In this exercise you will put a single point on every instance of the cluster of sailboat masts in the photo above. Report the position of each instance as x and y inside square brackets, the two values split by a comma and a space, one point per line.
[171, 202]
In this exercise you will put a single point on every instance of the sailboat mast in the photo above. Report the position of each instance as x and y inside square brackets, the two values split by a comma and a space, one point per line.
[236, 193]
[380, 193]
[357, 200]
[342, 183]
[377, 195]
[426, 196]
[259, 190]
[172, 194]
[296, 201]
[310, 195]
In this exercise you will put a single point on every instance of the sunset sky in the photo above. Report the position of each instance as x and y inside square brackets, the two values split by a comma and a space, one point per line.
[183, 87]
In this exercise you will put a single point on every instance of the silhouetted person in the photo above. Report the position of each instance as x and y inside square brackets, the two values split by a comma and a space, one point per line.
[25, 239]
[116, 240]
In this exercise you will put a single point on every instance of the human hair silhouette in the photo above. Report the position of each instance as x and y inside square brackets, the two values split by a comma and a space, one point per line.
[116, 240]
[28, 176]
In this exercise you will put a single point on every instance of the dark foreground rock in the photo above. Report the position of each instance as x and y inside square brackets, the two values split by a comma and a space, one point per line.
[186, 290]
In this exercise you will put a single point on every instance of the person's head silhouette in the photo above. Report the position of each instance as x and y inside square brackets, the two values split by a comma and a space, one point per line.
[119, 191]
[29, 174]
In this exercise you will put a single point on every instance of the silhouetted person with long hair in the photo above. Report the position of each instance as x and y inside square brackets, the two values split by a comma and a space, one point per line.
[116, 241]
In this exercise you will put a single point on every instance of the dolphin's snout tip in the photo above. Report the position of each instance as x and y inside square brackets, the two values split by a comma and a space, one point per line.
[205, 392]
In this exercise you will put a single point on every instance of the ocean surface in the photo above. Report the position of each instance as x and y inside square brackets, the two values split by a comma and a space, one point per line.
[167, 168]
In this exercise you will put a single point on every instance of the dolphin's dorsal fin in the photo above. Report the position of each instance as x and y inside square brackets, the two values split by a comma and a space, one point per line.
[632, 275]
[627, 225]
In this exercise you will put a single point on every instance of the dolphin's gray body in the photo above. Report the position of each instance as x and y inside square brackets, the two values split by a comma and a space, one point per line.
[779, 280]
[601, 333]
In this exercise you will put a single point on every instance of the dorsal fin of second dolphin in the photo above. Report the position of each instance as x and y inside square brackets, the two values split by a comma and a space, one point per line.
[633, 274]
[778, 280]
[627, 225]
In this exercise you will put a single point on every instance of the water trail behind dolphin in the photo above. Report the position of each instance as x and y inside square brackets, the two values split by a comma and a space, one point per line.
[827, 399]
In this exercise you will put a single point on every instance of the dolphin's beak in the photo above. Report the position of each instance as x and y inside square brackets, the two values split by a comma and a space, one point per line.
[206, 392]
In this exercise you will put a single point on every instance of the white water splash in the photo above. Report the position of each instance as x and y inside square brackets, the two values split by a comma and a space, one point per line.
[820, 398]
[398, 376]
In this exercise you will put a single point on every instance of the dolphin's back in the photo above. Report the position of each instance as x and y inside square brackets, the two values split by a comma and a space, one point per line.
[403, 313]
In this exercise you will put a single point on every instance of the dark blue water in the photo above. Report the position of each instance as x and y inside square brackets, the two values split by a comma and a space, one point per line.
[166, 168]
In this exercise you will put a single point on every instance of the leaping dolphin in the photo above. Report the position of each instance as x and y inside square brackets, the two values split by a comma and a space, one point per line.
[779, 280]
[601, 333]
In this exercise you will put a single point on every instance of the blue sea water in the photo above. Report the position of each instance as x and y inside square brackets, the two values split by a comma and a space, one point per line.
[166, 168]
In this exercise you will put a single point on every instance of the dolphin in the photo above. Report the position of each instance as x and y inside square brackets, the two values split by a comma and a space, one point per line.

### WORK INSTRUCTIONS
From the line that contains "of the blue" down to the last line of the material above, copy every line word for word, both ends included.

### WRITTEN REPLY
In this exercise you will put a single point on every instance of the blue sea water in the photo above. Report the position of each instance as x and y inside square brackets, the two values split by a comma and a space, one point per line.
[166, 168]
In this exercise you will put a single point on every instance of the dolphin in the photo above. Report the position of each instance as x and y inside square brackets, the two values split by a comma and a space, one point per line.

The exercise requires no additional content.